## Begin Given passage
If they ask to nest the dataset

We are no longer supporting new nested datasets. We recommend to create a data portal instead. Portals will allow more control and has the same functionality as a nested dataset. You can get one started here: https://arcticdata.io/catalog/edit/portals/new/Settings. More information on how to set up can be found here: https://arcticdata.io/data-portals/, but as always we are here to help over email.

9.5.2.2 Dataset citations

If there is a publication associated with this dataset, we would appreciate it if you could register the DOI of your published paper with us by using the Citations button right below the title at the dataset landing page. We are working to build our catalog of dataset citations in the Arctic Data Center. This can be done at any point.

9.5.2.3 Title

Provides the what, where, and when of the data

We would like to add some more context to your data package title. I would like to suggest: ‘OUR SUGGESTION HERE, WHERE, WHEN’.

Does not use acronyms

We wanted to clarify a couple of abbreviations. Could you help us in defining some of these: [LIST OF ACRONYMS TO DEFINE HERE]

9.5.2.4 Abstract

Describes DATA in package (ideally > 100 words)

We would like to add some additional context to your abstract. We hope to add the following: [ADJUST THE DEPENDING ON WHAT IS MISSING]

The motivation of the study
Where and when the research took place
At least one sentence summarizing general methodologies
All acronyms are defined
At least 100 words long

Offer this if submitter is reluctant to change:

If you prefer and it is appropriate, we could add language from the abstract in the NSF Award found here: [NSF AWARD URL].
## End Given passage
## Begin Stored rows
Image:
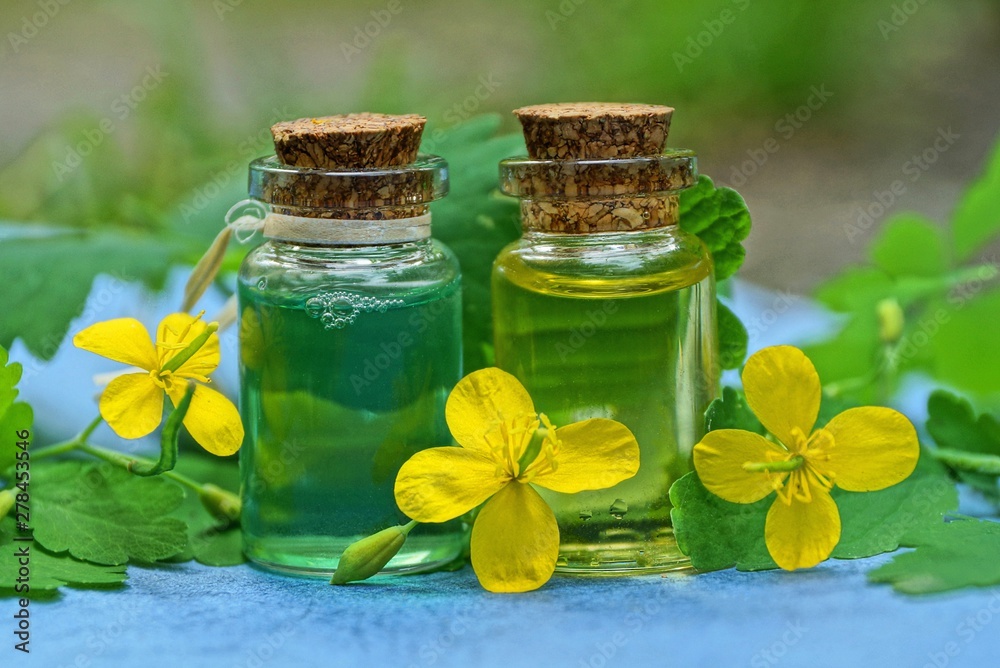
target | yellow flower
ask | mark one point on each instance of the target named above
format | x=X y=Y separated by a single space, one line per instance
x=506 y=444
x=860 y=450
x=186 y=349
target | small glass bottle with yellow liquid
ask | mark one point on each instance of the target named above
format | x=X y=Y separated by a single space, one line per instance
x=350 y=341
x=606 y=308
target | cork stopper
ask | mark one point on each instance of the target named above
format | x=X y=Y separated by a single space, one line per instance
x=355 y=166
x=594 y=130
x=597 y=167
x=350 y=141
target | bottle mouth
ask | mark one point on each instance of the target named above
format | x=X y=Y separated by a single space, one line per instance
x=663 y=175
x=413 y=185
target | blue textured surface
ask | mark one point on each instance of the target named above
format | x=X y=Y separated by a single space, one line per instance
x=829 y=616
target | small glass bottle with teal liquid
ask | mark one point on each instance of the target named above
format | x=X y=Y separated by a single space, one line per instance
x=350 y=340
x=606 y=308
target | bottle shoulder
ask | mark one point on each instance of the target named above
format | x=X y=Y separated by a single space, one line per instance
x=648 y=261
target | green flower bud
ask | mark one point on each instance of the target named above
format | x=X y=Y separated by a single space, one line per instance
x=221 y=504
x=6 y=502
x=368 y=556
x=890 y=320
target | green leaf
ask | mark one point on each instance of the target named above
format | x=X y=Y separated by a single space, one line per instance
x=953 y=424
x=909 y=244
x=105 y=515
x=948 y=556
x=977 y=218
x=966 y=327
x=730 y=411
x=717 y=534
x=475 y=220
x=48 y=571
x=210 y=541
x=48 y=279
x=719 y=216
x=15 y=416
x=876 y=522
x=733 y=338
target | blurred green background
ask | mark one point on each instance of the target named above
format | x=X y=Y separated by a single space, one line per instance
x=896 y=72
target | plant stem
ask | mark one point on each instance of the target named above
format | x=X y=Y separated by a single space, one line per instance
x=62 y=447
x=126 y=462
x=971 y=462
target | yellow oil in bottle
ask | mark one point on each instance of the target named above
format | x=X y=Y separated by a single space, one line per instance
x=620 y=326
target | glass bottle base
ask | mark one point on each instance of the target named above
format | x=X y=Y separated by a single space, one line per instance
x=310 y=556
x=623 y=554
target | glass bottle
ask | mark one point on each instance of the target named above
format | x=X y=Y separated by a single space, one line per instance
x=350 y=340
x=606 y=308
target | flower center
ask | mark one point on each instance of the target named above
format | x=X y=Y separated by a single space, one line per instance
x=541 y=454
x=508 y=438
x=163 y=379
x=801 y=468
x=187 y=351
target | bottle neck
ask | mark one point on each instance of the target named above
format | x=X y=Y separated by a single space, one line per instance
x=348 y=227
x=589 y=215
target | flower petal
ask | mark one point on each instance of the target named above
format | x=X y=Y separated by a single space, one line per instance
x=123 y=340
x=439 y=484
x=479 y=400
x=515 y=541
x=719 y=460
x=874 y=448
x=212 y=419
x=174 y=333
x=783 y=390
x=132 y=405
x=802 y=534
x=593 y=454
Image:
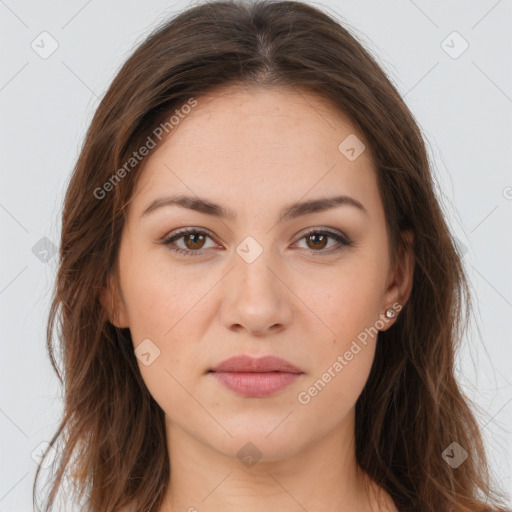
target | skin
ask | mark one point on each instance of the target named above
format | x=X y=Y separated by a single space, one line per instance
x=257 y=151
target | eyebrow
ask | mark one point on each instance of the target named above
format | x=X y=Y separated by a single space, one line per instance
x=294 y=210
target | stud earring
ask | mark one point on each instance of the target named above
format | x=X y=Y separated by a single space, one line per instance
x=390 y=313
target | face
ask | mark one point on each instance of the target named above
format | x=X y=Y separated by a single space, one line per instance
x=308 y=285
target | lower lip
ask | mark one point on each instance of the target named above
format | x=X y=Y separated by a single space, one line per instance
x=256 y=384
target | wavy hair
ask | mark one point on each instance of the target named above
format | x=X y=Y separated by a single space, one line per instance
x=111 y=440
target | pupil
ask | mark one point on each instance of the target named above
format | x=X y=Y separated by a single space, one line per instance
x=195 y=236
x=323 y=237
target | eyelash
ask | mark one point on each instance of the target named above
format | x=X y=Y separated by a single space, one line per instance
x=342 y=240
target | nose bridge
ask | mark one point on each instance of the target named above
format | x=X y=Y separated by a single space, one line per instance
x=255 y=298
## End Stored rows
## Begin Stored rows
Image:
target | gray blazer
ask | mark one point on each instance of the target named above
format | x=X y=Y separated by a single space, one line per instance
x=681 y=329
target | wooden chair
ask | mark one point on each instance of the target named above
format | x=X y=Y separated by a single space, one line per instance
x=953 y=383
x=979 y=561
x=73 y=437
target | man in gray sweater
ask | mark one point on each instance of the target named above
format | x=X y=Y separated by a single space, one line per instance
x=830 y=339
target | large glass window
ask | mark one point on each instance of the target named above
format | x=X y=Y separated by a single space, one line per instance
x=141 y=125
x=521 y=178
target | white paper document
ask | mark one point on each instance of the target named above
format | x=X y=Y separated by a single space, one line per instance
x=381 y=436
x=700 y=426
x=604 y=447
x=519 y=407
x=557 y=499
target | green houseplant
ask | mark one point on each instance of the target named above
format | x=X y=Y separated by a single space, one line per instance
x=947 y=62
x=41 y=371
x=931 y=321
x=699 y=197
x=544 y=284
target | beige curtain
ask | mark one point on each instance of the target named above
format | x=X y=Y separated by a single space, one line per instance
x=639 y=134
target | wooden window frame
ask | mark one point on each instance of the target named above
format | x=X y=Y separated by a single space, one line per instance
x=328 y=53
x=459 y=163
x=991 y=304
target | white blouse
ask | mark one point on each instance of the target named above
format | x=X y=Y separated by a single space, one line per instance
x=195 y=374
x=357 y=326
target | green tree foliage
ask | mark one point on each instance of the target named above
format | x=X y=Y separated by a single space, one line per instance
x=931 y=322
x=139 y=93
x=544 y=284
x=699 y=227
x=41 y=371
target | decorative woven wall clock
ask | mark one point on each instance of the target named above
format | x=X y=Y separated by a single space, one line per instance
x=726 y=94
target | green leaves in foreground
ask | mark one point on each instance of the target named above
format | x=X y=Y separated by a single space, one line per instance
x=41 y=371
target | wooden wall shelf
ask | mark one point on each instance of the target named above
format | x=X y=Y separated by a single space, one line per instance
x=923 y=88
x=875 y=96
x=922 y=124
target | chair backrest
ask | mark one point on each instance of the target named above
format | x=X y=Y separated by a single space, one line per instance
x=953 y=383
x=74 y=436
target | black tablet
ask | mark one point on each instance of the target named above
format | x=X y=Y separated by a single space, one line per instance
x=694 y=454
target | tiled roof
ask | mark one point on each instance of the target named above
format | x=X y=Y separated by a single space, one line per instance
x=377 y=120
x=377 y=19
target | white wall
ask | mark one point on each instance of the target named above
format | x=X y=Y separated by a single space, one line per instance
## End Stored rows
§ **What you need to do**:
A. In the passage on dataset review, retype the text from "If they ask" to "help over email.".
B. Translate this sentence from the passage on dataset review into Spanish: "We are working to build our catalog of dataset citations in the Arctic Data Center."

§ **Exercise responses**:
A.
If they ask to nest the dataset

We are no longer supporting new nested datasets. We recommend to create a data portal instead. Portals will allow more control and has the same functionality as a nested dataset. You can get one started here: https://arcticdata.io/catalog/edit/portals/new/Settings. More information on how to set up can be found here: https://arcticdata.io/data-portals/, but as always we are here to help over email.

B. Estamos trabajando para construir nuestro catálogo de citas de conjuntos de datos en el Arctic Data Center.